→ **What you will do**:
a) According to the abstract, which model achieves the highest objective-extraction accuracy, and what is that accuracy?
b) List the six models evaluated in the abstract.

ObjexMT: Objective Extraction and Metacognitive Calibration for LLM-as-a-Judge under Multi-Turn Jailbreaks
- ELM
LLM-as-a-Judge (LLMaaJ) now underpins scalable evaluation, yet we lack a decisive test of a judge's qualification: can it recover a conversation's latent objective and know when that inference is trustworthy? LLMs degrade under irrelevant or long context; multi-turn jailbreaks further hide goals across turns. We introduce ObjexMT, a benchmark for objective extraction and metacognition. Given a multi-turn transcript, a model must return a one-sentence base objective and self-reported confidence. Accuracy is computed via LLM-judge semantic similarity to gold objectives, converted to binary correctness by a human-aligned threshold calibrated on N=300 items (tau = 0.66; F1 = 0.891). Metacognition is evaluated with ECE, Brier, Wrong at High-Confidence (0.80/0.90/0.95), and risk-coverage. Across six models (gpt-4.1, claude-sonnet-4, Qwen3-235B-A22B-FP8, kimi-k2, deepseek-v3.1, gemini-2.5-flash) on three datasets, kimi-k2 attains the highest objective-extraction accuracy (0.612), with claude-sonnet-4 (0.603) and deepseek-v3.1 (0.599) statistically comparable. claude-sonnet-4 yields the best selective risk and calibration (AURC 0.242; ECE 0.206; Brier 0.254). Dataset heterogeneity (16-82 percent accuracy variance) reveals that automated obfuscation poses fundamental challenges beyond model choice. High-confidence errors persist: Wrong at 0.90 ranges from 14.9 percent (claude-sonnet-4) to 47.7 percent (Qwen3-235B-A22B-FP8). ObjexMT provides an actionable test for LLM judges: when objectives are not explicit, judges often misinfer them; we recommend exposing objectives when feasible and gating decisions by confidence otherwise. Data at this https URL.

(Records contained in the dataset)

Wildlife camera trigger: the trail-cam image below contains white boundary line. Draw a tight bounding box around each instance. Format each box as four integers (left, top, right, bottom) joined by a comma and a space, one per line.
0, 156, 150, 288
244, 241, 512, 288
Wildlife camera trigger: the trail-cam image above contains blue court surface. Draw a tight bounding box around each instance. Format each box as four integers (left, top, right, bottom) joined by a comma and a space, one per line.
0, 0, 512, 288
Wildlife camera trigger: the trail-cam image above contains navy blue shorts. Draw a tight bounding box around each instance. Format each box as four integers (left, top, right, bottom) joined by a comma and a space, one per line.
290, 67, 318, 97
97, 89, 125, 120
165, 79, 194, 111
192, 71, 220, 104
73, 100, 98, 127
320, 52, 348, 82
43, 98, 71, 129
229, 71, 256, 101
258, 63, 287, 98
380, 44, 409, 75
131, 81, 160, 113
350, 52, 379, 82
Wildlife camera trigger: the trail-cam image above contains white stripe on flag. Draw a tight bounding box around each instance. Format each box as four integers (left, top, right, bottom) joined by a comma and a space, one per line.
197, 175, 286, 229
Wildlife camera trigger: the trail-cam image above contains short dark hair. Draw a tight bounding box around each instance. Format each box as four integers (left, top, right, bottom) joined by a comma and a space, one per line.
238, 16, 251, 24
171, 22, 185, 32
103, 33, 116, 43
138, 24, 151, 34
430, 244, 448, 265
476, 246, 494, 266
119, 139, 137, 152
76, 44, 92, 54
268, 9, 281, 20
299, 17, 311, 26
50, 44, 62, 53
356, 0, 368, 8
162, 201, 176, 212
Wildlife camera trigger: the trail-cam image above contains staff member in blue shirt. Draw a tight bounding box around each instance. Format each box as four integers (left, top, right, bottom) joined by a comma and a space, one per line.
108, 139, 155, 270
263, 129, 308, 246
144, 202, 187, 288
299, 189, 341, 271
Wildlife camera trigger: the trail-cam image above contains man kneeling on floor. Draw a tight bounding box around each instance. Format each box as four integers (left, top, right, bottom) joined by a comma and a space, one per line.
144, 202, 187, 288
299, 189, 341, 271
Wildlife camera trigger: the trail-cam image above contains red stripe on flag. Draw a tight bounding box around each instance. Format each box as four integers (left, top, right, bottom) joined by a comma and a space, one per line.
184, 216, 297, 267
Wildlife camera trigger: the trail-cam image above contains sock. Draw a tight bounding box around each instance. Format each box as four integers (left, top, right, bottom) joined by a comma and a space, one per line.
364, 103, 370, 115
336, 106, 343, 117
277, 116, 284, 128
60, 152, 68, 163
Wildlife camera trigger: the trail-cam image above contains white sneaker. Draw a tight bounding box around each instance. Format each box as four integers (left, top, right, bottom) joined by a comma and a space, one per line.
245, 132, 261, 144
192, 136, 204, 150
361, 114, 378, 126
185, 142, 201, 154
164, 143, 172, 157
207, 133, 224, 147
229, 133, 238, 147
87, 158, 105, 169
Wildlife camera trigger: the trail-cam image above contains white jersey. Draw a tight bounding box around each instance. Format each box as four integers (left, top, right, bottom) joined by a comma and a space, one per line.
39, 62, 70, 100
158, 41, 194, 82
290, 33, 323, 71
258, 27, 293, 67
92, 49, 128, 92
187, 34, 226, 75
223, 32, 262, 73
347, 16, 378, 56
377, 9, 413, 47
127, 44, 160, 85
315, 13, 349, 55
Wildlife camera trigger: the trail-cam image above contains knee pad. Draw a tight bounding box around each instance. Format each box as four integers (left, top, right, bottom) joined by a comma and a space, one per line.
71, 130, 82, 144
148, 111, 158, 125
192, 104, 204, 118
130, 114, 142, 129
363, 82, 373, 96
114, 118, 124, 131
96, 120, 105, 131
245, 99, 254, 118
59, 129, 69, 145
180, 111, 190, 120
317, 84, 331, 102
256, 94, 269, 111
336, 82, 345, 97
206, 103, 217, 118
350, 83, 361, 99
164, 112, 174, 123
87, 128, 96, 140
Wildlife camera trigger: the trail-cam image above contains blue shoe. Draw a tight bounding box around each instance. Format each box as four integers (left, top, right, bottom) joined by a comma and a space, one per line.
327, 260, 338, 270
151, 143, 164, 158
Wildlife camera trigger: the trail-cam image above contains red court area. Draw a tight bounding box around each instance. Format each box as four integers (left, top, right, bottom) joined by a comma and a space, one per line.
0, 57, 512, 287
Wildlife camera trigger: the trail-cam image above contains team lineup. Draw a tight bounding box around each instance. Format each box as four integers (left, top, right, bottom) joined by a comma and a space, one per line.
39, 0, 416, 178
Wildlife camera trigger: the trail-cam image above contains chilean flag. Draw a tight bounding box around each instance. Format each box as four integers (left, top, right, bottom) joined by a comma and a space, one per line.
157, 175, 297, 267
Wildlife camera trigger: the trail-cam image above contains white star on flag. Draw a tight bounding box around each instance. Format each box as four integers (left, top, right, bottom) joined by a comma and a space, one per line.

→ **Task solutions**:
a) kimi-k2, with an accuracy of 0.612.

b) gpt-4.1, claude-sonnet-4, Qwen3-235B-A22B-FP8, kimi-k2, deepseek-v3.1, gemini-2.5-flash